■ WORK TO COMPLETE
State how many lines of the records contain the string "white". Give only the number.

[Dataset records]
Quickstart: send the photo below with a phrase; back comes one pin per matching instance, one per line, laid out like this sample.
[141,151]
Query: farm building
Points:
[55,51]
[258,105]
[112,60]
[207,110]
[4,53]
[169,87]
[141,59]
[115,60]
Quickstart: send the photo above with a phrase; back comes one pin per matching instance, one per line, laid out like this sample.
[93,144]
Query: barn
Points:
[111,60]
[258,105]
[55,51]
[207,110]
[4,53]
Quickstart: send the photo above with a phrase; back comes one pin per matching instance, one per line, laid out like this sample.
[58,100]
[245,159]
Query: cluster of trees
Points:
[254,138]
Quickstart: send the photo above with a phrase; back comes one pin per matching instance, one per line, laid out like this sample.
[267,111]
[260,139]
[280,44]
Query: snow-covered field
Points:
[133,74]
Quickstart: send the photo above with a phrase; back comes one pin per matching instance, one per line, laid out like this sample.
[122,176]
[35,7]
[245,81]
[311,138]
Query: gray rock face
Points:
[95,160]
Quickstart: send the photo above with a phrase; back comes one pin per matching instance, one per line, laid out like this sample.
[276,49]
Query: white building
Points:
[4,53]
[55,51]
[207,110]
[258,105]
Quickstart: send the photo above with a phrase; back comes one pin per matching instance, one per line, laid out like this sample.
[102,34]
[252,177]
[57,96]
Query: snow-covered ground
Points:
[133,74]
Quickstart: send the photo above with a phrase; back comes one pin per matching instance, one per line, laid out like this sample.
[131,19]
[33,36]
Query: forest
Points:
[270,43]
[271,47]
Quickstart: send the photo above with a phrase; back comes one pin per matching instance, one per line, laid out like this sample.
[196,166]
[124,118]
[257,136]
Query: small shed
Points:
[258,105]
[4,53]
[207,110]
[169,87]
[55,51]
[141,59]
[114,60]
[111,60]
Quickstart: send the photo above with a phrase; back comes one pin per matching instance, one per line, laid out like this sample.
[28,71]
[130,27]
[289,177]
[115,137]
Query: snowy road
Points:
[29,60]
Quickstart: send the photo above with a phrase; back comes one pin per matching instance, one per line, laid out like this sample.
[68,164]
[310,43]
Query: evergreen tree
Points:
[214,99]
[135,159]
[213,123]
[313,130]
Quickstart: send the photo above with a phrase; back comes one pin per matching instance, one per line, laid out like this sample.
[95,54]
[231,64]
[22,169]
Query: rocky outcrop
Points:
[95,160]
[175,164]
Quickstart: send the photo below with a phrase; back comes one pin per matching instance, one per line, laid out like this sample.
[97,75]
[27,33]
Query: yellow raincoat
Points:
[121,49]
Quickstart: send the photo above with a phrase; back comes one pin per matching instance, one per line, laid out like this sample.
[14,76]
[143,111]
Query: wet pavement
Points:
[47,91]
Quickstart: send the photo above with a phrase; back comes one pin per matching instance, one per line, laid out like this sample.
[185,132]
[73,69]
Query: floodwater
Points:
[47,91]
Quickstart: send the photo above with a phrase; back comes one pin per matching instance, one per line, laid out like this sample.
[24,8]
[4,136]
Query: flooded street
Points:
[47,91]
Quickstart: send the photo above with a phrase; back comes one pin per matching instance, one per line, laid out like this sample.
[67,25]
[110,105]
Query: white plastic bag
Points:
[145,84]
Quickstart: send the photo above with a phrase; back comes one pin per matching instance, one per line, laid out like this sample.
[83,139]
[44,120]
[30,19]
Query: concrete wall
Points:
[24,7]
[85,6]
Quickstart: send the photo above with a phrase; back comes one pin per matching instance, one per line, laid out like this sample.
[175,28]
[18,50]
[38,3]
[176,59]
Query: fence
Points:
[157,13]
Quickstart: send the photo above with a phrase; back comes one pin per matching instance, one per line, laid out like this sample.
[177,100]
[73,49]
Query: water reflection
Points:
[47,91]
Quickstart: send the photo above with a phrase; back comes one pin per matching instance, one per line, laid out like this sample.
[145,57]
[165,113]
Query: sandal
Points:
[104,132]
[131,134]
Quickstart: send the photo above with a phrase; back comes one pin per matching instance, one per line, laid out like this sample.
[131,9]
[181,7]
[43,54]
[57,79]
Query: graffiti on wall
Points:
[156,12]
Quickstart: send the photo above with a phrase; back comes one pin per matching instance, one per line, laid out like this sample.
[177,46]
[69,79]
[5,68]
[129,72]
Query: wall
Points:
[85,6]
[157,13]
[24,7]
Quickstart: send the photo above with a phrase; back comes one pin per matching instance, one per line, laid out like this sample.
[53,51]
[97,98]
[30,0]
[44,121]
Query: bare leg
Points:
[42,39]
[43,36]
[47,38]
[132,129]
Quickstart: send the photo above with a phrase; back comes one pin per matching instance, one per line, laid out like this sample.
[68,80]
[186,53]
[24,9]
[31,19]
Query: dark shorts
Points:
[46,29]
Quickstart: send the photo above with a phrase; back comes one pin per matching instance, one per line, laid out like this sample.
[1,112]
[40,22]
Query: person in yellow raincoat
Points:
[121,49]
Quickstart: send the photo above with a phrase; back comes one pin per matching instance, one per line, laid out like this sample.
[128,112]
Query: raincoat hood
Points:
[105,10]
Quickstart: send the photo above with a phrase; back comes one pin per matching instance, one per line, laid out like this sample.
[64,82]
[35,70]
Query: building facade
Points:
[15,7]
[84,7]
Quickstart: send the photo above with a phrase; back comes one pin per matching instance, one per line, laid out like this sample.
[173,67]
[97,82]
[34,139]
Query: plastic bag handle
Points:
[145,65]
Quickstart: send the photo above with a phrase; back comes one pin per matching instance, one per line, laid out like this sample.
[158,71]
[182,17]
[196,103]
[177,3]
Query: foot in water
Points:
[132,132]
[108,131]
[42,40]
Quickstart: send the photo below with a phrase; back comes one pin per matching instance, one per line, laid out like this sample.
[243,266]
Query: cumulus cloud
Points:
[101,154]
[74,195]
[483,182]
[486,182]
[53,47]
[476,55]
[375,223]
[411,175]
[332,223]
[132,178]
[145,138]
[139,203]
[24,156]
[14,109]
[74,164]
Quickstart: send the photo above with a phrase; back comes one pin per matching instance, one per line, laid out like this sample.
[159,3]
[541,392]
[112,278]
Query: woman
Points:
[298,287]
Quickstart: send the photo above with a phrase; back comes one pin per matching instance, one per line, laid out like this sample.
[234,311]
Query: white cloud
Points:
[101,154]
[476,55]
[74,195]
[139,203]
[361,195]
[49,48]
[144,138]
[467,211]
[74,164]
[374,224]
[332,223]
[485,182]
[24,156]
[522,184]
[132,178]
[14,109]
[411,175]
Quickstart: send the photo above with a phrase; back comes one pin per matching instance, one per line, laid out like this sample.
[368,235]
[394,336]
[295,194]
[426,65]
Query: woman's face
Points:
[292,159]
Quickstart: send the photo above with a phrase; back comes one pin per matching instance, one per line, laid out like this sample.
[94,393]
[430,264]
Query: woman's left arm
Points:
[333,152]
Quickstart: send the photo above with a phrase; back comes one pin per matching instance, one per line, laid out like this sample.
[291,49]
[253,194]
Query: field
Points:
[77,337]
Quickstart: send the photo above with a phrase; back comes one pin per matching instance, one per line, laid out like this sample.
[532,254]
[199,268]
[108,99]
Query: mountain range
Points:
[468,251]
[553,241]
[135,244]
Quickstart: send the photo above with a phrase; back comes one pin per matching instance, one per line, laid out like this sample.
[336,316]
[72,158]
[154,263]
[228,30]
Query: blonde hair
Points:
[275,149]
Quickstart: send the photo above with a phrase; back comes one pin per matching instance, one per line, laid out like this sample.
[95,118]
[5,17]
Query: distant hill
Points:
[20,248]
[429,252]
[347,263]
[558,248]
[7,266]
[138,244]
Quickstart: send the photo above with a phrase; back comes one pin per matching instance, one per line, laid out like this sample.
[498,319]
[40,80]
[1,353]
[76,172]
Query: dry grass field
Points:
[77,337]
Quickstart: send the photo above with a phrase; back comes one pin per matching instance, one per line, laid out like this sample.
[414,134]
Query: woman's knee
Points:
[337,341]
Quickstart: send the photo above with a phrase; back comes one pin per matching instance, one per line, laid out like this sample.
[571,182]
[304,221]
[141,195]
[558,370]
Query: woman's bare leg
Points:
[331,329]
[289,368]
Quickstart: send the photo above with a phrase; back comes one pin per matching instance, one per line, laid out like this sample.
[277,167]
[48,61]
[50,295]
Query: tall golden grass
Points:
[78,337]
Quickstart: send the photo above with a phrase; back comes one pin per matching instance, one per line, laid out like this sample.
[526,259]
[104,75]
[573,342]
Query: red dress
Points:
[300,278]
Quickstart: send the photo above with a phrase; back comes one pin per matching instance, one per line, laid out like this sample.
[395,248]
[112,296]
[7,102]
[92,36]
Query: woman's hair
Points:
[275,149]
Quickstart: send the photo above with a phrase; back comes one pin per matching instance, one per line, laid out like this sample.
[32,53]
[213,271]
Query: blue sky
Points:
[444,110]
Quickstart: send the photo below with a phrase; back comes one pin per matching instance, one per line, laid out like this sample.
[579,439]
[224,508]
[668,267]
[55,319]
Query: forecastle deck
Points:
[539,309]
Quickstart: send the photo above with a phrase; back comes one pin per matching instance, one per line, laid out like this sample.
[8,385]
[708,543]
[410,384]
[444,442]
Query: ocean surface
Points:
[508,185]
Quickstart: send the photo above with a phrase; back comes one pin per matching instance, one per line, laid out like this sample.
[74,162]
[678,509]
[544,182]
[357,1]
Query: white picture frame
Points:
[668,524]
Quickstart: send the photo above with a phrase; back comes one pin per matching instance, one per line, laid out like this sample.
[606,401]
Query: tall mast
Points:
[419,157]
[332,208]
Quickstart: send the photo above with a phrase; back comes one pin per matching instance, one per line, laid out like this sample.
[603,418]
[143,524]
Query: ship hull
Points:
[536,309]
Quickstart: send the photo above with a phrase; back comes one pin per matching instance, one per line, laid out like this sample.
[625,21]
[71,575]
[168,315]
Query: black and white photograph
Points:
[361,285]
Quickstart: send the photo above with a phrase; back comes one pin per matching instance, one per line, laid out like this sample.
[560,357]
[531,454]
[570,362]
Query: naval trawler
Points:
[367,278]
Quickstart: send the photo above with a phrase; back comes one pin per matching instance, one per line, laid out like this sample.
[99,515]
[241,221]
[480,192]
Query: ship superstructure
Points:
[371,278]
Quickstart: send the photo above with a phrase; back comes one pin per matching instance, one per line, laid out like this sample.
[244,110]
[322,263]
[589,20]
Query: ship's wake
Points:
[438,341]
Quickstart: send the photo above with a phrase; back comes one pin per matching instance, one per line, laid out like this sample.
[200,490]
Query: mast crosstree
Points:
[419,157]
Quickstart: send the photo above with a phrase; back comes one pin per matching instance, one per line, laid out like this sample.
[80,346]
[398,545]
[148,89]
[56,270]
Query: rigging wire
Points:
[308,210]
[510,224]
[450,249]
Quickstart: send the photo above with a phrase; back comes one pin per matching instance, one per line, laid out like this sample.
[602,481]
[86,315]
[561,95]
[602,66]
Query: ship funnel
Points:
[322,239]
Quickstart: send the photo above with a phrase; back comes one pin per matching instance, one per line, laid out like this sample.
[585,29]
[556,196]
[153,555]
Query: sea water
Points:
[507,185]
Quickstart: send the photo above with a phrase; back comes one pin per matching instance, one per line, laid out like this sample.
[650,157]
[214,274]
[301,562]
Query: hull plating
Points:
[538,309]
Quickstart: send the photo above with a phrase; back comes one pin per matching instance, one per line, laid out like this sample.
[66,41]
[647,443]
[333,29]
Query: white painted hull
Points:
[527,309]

■ ANSWER TO THIS TASK
6